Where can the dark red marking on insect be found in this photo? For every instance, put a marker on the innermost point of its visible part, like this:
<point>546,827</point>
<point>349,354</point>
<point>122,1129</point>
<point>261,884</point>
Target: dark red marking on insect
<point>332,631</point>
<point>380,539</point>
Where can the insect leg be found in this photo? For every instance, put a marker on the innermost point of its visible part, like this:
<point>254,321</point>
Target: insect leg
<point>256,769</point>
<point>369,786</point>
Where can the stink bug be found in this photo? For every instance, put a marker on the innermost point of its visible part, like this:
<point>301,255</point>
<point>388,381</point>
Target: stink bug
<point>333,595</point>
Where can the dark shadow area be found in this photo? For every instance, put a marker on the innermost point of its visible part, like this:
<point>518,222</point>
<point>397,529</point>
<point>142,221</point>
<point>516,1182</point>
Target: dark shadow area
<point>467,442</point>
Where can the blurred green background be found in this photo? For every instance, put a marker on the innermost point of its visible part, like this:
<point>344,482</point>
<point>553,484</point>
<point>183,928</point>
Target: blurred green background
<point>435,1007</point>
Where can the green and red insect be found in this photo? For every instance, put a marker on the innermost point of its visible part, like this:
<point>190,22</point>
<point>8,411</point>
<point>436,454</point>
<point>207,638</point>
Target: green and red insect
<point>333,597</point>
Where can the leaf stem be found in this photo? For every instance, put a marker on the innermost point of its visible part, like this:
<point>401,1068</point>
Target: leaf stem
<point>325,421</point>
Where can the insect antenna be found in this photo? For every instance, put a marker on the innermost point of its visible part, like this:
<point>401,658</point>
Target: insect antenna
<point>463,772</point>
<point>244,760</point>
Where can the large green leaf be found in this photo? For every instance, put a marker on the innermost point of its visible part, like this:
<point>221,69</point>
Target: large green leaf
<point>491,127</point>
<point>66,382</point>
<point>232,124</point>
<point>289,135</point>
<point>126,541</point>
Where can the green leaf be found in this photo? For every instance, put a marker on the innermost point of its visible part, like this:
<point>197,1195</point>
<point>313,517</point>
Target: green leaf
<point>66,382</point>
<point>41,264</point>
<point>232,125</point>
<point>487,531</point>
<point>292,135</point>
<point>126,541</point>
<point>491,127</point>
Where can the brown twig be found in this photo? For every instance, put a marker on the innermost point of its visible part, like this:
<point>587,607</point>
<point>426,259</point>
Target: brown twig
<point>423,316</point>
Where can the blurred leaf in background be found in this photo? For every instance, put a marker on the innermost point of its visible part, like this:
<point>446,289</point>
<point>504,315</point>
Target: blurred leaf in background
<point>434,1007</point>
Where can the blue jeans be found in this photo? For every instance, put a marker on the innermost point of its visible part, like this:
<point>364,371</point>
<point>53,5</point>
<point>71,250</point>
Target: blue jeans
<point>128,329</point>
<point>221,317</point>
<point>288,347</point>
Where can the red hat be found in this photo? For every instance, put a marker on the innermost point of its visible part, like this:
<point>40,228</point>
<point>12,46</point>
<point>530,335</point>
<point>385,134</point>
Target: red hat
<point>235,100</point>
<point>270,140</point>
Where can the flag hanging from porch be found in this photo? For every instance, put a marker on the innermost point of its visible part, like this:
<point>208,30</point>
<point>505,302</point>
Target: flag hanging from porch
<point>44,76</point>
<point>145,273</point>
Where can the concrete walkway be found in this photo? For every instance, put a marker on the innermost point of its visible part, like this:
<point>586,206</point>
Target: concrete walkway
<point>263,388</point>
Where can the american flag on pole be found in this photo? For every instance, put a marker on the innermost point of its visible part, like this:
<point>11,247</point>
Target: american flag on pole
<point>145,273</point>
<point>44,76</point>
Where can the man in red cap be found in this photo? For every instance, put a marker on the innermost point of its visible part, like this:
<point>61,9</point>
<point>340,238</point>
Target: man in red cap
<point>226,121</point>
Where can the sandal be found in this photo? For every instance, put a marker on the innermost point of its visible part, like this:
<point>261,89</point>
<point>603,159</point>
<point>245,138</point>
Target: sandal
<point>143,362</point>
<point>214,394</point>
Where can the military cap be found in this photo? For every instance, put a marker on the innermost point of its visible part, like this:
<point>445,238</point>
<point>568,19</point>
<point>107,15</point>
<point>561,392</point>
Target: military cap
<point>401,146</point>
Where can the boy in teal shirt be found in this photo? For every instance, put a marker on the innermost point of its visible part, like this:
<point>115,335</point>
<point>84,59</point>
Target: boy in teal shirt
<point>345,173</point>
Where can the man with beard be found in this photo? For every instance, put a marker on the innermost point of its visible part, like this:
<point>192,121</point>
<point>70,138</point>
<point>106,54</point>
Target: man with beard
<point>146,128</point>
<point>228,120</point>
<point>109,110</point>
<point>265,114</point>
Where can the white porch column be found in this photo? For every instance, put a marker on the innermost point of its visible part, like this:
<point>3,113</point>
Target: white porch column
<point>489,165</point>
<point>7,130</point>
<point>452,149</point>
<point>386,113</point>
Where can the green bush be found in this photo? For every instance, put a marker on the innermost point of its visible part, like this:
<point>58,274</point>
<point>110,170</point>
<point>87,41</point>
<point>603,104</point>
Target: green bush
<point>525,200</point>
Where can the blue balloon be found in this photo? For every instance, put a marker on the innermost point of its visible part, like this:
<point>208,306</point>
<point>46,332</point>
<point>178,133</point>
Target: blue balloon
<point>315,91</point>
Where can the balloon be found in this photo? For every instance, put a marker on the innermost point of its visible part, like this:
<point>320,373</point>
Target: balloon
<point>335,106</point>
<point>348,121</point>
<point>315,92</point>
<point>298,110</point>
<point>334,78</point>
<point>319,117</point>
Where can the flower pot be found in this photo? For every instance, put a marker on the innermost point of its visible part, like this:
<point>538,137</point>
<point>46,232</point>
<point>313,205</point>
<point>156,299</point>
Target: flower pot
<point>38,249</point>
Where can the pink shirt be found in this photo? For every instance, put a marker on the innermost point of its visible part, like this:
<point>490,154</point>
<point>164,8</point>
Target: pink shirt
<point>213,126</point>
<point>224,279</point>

- _REQUEST_
Rewrite the stretch from the line containing "Where can the green and" through the line containing "<point>325,421</point>" as a Markdown table with two columns, No. and Text, giving each line its own number and leaving out any blank lines.

- _FINAL RESULT_
| No. | Text |
|---|---|
| 1 | Where can the green and red insect be found in this photo? For every instance, put a marker on the innermost point of its visible part, like this: |
| 2 | <point>190,22</point> |
| 3 | <point>8,411</point> |
| 4 | <point>436,454</point> |
| 5 | <point>207,638</point> |
| 6 | Target: green and red insect |
| 7 | <point>333,597</point> |
| 8 | Where can the leaf stem be found in this photo? For every instance, put a marker on the innermost point of its visible part, like this: |
| 9 | <point>401,1068</point> |
| 10 | Target: leaf stem |
| 11 | <point>325,421</point> |